(Pointing dataset entries)
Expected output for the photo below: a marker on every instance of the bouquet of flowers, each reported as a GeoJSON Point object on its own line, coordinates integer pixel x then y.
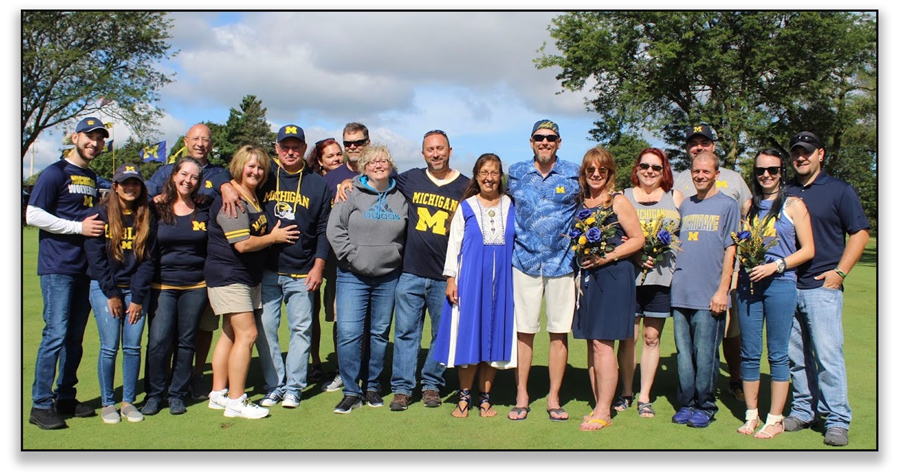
{"type": "Point", "coordinates": [752, 244]}
{"type": "Point", "coordinates": [659, 238]}
{"type": "Point", "coordinates": [591, 234]}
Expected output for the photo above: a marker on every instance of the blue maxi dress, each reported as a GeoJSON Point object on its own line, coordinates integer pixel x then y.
{"type": "Point", "coordinates": [481, 328]}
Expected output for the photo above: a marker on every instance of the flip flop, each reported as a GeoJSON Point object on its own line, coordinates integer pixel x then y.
{"type": "Point", "coordinates": [555, 414]}
{"type": "Point", "coordinates": [519, 411]}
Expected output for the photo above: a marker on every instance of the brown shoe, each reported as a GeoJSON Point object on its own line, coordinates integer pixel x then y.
{"type": "Point", "coordinates": [400, 402]}
{"type": "Point", "coordinates": [431, 398]}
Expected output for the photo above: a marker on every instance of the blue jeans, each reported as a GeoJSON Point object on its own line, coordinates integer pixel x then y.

## Problem statement
Convert every line of the entries above into a JSON list of strings, one string per line, with blank lines dropped. Leave the pictures out.

## Exercise answer
[
  "Expected output for the photo below: a marker on every instance of the bouquet of flowers, each reported as a GeoJSON Point object on its own line, coordinates integer pixel x then y.",
  "{\"type\": \"Point\", \"coordinates\": [752, 244]}",
  "{\"type\": \"Point\", \"coordinates\": [659, 238]}",
  "{\"type\": \"Point\", \"coordinates\": [591, 234]}",
  "Expected output for the photo above: a marker on every instance of the blue maxi dress, each reported as a GeoJSON Point object on its own line, coordinates integer pixel x then y.",
  "{\"type\": \"Point\", \"coordinates\": [481, 328]}",
  "Expected output for the photo above: a marker on every instance of the flip flop, each reported as a GeoJSON Point object on its own line, coordinates integer pixel x then y.",
  "{\"type\": \"Point\", \"coordinates\": [555, 414]}",
  "{\"type\": \"Point\", \"coordinates\": [519, 411]}",
  "Expected output for the photo above: a marker on every instance of the brown shoe, each reported as a GeoJSON Point object on its own line, coordinates integer pixel x then y.",
  "{\"type\": \"Point\", \"coordinates\": [400, 402]}",
  "{\"type\": \"Point\", \"coordinates\": [431, 398]}",
  "Expected output for the photo above: a marker on every instance of the blue jeans, each reported as a GeoJSON Point object on its own line, coordinates integer pixel x then y."
]